▶ Esercizio breve 1
Nelle righe riportate dopo il testo sulla guerra di Crimea, sostituisci "green tree" con "pine tree" e lascia invariato tutto il resto.

▶ Estratto della pagina
Tra le tante guerre che hanno funestato l’Europa dopo la Rivoluzione francese una delle meno conosciute è la guerra di Crimea che si svolse tra il 1853 e il 1856 e che prende nome dalla grande penisola che si affaccia sul Mar Nero, oggi contesa tra Russia e Ucraina.
Eppure questa guerra merita di essere ricordata per diverse ragioni. La ragione principale è che fu la fine della cosiddetta Santa Alleanza che si era formata nel 1815 tra le grandi monarchie dell’Austria, della Russia e della Prussia, per combattere le Rivoluzioni che agitavano l’Europa. Questa alleanza era però innaturale perché queste tre potenze professavano religioni diverse. Cattolico era l’Impero austriaco, protestante il regno di Prussia, e ortodosso l’Impero russo. Non a caso la guerra di Crimea ebbe origine da una disputa fra Russia e Francia sul controllo dei Luoghi santi della cristianità in territorio ottomano: la Russia appoggiava il clero ortodosso e la Francia quello cattolico.
Ma una ragione altrettanto importante è che questa guerra fu un pericoloso tentativo di espansione della Russia zarista fino al Bosforo, approfittando dell’indebolimento dell’Impero ottomano. La conquista di quelle terre avrebbe significato per la Russia non solo il dominio del Mar Nero, ma anche quello del Balcani e del Mediterraneo. La reazione dell’Europa era dunque prevedibile. Quando l’Impero zarista occupò i principati danubiani di Moldavia e Valacchia e distrusse una flotta turca nel Mar Nero, il Regno Unito e la Francia inviarono due corpi di spedizione in aiuto dei turchi. Alle potenze occidentali si aggiunse nel 1855 il Regno di Sardegna, a cui Cavour voleva assicurare prestigio internazionale per compiere la Rivoluzione italiana. La caduta della città di Sebastopoli, principale base navale russa sul Mar Nero segnò la fine della guerra, sgretolando il mito dell’invincibilità della Russia, che si era formato dopo la sconfitta di Napoleone. Il Trattato di Parigi del 30 marzo 1856 assicurò la neutralità del Mar Nero, in nome della politica dell’equilibrio.
Ma la guerra di Crimea va ricordata anche per alcuni episodi di eroismo, avvenuti soprattutto nella battaglia di Balaclava il 25 ottobre del 1854. Quel giorno, il 93esimo Reggimento di fanteria Highlander, una piccola unità scozzese dell’esercito britannico, riuscì a fermare con una sottile linea di fuoco un attacco della cavalleria russa che avrebbe potuto decidere le sorti della battaglia.

▶ Esercizio breve 2
Secondo il testo sulla guerra di Crimea, quale reparto fermò l'attacco della cavalleria russa nella battaglia di Balaclava?

▶ Voci estratte
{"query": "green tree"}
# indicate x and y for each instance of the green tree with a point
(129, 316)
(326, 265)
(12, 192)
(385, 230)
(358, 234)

▶ Soluzione 1
{"query": "pine tree"}
# indicate x and y for each instance of the pine tree with a point
(129, 316)
(326, 265)
(12, 192)
(385, 230)
(358, 234)

▶ Soluzione 2
Il 93esimo Reggimento di fanteria Highlander, una piccola unità scozzese dell'esercito britannico.